Task requirements: Your task is to return all the entries below exactly, with every picture omitted.
----- Records for this task -----
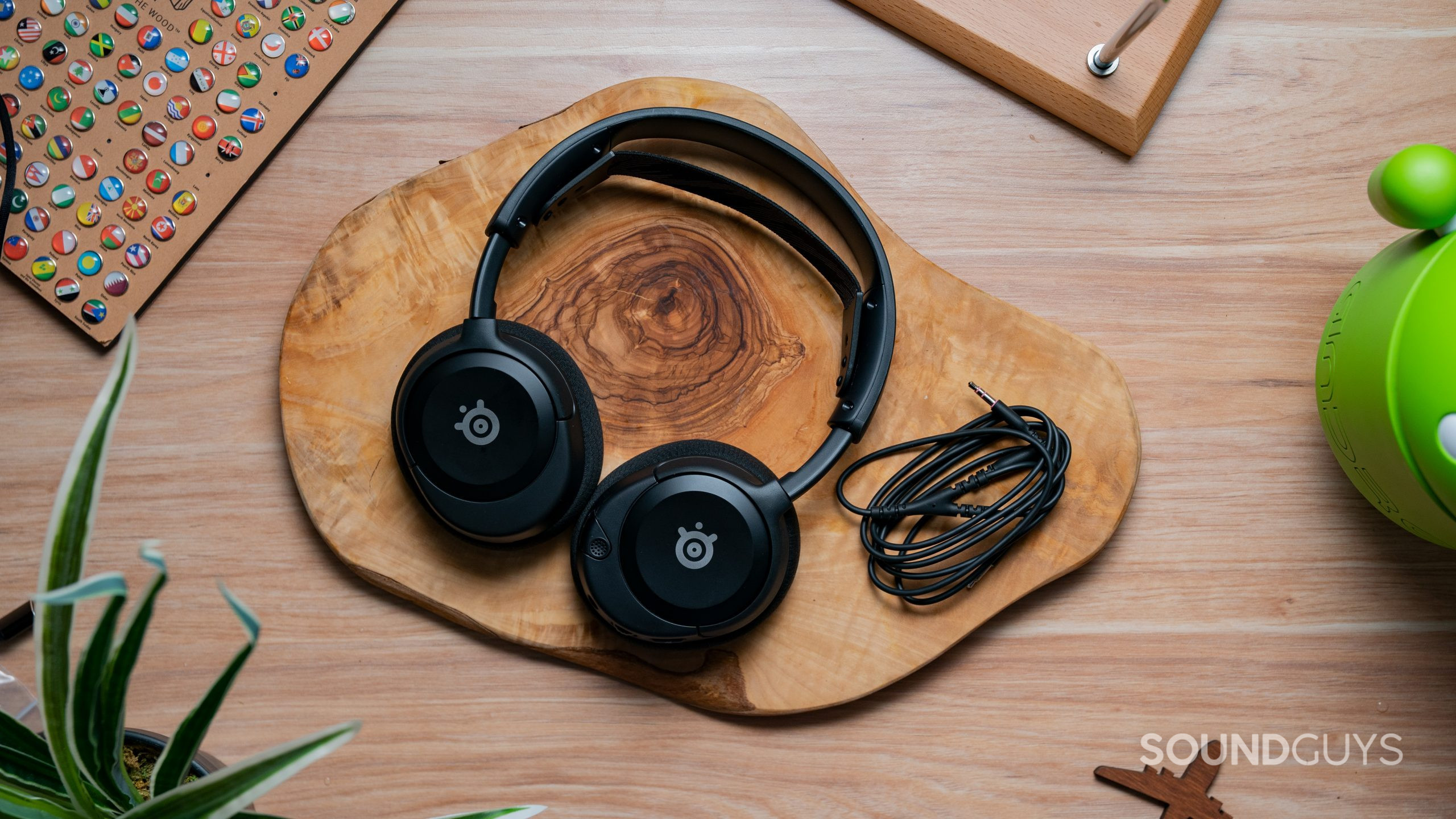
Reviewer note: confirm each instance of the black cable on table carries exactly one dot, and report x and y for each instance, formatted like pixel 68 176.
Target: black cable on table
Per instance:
pixel 929 490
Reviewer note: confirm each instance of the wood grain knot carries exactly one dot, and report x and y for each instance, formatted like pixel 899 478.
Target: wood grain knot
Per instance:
pixel 670 331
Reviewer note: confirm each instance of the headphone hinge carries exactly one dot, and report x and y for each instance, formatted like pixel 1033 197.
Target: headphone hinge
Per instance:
pixel 849 344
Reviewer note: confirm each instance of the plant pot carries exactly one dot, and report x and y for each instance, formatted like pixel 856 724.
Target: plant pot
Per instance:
pixel 203 764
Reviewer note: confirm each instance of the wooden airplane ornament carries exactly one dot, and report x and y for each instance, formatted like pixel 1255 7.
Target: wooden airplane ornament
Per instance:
pixel 1186 796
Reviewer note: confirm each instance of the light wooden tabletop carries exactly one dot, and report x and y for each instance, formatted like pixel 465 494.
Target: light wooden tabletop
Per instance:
pixel 1250 589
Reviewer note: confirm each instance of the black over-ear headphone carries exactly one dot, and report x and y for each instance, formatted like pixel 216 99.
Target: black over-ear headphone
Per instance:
pixel 497 431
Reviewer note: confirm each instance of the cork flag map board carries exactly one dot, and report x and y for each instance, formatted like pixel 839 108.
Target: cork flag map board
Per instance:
pixel 140 121
pixel 688 321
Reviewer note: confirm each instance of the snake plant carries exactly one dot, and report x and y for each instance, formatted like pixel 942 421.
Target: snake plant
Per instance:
pixel 75 771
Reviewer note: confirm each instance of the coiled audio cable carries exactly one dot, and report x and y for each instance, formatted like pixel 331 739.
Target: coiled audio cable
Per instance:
pixel 926 493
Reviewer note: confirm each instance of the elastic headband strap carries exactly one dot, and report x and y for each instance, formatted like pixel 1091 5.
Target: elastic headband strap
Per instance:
pixel 587 158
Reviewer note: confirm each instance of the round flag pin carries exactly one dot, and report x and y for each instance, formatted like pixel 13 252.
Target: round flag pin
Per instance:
pixel 94 311
pixel 59 148
pixel 184 203
pixel 139 255
pixel 59 98
pixel 181 152
pixel 55 53
pixel 175 60
pixel 321 38
pixel 296 66
pixel 204 127
pixel 155 84
pixel 84 118
pixel 37 219
pixel 201 79
pixel 63 242
pixel 113 237
pixel 43 268
pixel 89 263
pixel 292 18
pixel 84 167
pixel 105 92
pixel 200 31
pixel 134 208
pixel 28 30
pixel 229 101
pixel 102 44
pixel 229 148
pixel 37 174
pixel 253 120
pixel 16 248
pixel 159 181
pixel 250 75
pixel 68 289
pixel 81 72
pixel 32 126
pixel 111 188
pixel 88 214
pixel 31 78
pixel 225 53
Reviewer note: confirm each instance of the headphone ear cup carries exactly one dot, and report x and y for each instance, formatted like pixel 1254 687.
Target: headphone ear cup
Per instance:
pixel 586 408
pixel 693 448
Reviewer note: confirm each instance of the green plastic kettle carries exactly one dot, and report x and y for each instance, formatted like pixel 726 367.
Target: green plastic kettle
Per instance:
pixel 1387 367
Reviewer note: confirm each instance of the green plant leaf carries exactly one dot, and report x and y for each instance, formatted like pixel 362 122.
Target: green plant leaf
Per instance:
pixel 187 741
pixel 86 687
pixel 25 760
pixel 225 793
pixel 63 559
pixel 111 701
pixel 522 812
pixel 16 804
pixel 105 585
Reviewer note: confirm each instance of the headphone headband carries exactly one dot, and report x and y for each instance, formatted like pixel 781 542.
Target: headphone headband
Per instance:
pixel 589 158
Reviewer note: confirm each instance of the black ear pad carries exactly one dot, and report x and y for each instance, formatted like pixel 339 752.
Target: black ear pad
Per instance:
pixel 622 548
pixel 497 433
pixel 586 407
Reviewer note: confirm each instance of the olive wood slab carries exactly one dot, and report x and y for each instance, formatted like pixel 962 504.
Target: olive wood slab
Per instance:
pixel 688 321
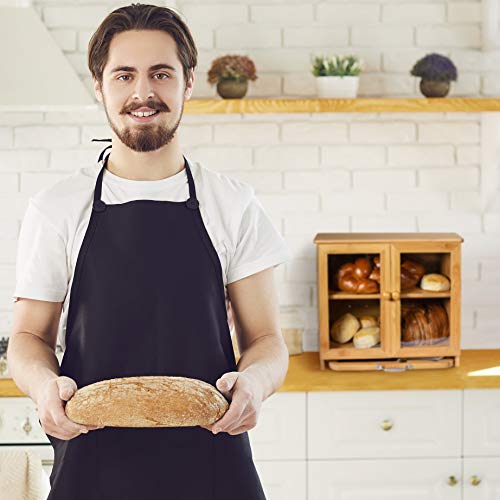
-----
Solution:
Reviewer note: confirm each instance of the black cable on table carries exactly one dot, and report x and y for each instance, formatted like pixel 68 176.
Target: black cable on table
Per instance:
pixel 929 490
Reviewer note: confirm each instance of the wood grain knot carries exactly one dot, and report x and y for each instance, formatted like pixel 899 478.
Target: wood grain knot
Per instance:
pixel 670 331
Reviewer note: confirm each instance of the headphone hinge carries exactly one dot, and report x and y for each instance, formatted like pixel 1033 197.
Target: headphone hinge
Per instance:
pixel 849 344
Reviewer note: confirm each instance of the plant pot carries exactly one dot, and report x and y for each instance, formatted like pixel 856 724.
Target: plant pot
Per instance:
pixel 203 764
Reviewer note: confirm each instance of the wooden airplane ornament carries exactly one dot, and report x and y for each instance, formatted like pixel 1255 7.
Target: wooden airplane ornament
Per instance:
pixel 1186 796
Reviewer note: confirm each instance of the light wooden tabletop carries exactly one dot, and report x and y for each instance, formatted like pixel 465 494.
Target: light wooden tabletop
Per instance:
pixel 1250 589
Reviewer note: confirm each instance of the black over-ear headphone carries exactly one dot, and report x and y for each instance, formatted like pixel 216 99.
Target: black over-ear headphone
Per instance:
pixel 497 431
Reviewer note: confirm each instance of the cork flag map board carries exactly one dot, and report x and y for each instance, formatted like pixel 839 108.
Target: cork flag map board
Per instance:
pixel 140 121
pixel 688 321
Reviewer note: confirm each instance of the snake plant carries exactly one dot, and report x and y for each instance, formatted like pixel 942 421.
Target: snake plant
Per instance:
pixel 75 771
Reviewer note: confirm each instance of the coiled audio cable carries exactly one dot, and report x and y for each instance, formatted like pixel 331 739.
Target: coiled audio cable
Per instance:
pixel 926 493
Reviewer note: confirm each instance of the elastic headband strap carries exactly one dot, and report x and y for each instance, formatted like pixel 1091 5.
Target: elastic headband strap
Per instance:
pixel 587 158
Reviewer note: confirm each instance of the round flag pin carries exactly one dot, and report x and y for each instance, formatted like pixel 13 252.
Target: round flag pin
Per instance:
pixel 94 311
pixel 59 148
pixel 184 203
pixel 139 255
pixel 59 98
pixel 181 152
pixel 55 53
pixel 175 60
pixel 321 38
pixel 296 66
pixel 204 127
pixel 155 84
pixel 84 118
pixel 37 219
pixel 201 79
pixel 63 242
pixel 113 237
pixel 43 268
pixel 89 263
pixel 292 18
pixel 84 167
pixel 105 92
pixel 200 31
pixel 134 208
pixel 28 30
pixel 229 101
pixel 102 44
pixel 229 148
pixel 37 174
pixel 253 120
pixel 16 248
pixel 159 181
pixel 250 75
pixel 68 289
pixel 81 72
pixel 32 126
pixel 111 188
pixel 88 214
pixel 31 78
pixel 225 53
Reviewer note: confirm each instance of the headphone ear cup carries exactly one dot, and report x and y for each instance, formatted like pixel 1254 687.
Target: headphone ear cup
Per instance:
pixel 586 408
pixel 693 448
Reviewer note: confirm each instance of the green plastic kettle carries exactly one dot, and report x and y for each instance, formatted like pixel 726 367.
Target: green plastic kettle
Per instance:
pixel 1387 367
Reviewer note: confirm each instance of the green plant leaf carries exactly one dot, and report x and y for each instance, formatted like pixel 362 122.
Target: green plant leaf
Per instance:
pixel 187 741
pixel 86 687
pixel 25 760
pixel 225 793
pixel 63 559
pixel 111 701
pixel 522 812
pixel 16 804
pixel 105 585
Reviewer note: confirm each instance of the headphone headband carries exactly one dot, and report x and y for each instance, formatted like pixel 781 542.
Target: headphone headband
Per instance:
pixel 589 158
Reviewer note: confirm each instance of the black ear pad carries exactly one dot, and report x and y for each instance, formatted like pixel 339 752.
Target: black ear pad
Per instance:
pixel 622 548
pixel 497 433
pixel 586 407
Reviewer note: confirm each instance of the olive wood slab carries exactly one dot, and report x and y for each instance, formatted like pixel 962 504.
Target: olive wood slab
Per instance:
pixel 688 321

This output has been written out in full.